**Exercise goal**
Copy out only those lines running from the line with "Would you mind annotating the hazy" to the end of the listing, keeping each one exactly as it is.
=======
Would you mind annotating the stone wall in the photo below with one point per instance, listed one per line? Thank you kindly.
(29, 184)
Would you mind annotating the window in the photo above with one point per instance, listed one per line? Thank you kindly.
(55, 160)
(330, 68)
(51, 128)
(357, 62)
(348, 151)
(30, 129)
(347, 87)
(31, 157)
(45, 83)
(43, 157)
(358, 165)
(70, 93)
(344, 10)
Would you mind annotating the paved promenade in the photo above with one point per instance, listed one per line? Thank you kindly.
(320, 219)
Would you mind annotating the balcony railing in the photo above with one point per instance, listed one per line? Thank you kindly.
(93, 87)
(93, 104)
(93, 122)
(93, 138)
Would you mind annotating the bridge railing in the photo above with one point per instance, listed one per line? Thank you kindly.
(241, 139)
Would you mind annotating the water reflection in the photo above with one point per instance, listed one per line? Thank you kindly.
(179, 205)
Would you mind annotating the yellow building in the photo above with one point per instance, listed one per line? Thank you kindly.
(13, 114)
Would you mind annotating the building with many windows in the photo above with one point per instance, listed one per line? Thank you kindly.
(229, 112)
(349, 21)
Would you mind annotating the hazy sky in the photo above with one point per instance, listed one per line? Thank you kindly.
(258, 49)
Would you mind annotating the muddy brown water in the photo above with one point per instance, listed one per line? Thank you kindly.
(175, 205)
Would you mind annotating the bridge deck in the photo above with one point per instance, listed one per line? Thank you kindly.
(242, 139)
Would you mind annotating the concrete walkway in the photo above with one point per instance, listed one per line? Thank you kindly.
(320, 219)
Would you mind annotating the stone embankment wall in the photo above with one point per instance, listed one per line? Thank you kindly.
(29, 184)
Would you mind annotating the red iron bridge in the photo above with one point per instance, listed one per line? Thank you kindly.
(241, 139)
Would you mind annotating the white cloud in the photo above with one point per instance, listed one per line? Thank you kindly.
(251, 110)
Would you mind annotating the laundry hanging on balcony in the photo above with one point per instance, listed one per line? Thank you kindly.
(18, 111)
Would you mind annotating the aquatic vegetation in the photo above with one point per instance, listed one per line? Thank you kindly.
=======
**Result of this task**
Would you mind annotating the hazy sky in the photo above with one point per instance, listed one per line? Thank you kindly.
(258, 49)
Would you mind annotating the muddy brown water in the photo above with one point per instance, listed one per line? Thank you kindly.
(175, 205)
Would you mind annotating the bridge deck in the photo above with one point per instance, listed one per line? Thank you kindly.
(242, 139)
Would you mind annotating the concrete walkway in the photo above with one point per instance, listed one per line? Thank you kindly.
(320, 219)
Would you mind annotating the stone embankment wall in the photo above with one point per instance, listed one per line? Thank you kindly.
(29, 184)
Would you mind annotating the red iron bridge in the photo above with one point per instance, listed one per line? Thank you kindly.
(241, 139)
Would you mind annotating the white cloud in the photo above with one point per instance, listed one per line? Thank you kindly.
(251, 110)
Would you mind annotating the laundry hanging on balcony in the photo above with one point per instance, listed one per line? Thank you kindly.
(18, 111)
Would you mind annotating the aquatic vegetation in the photo above with one point per instance, listed one per line? Thank you kindly.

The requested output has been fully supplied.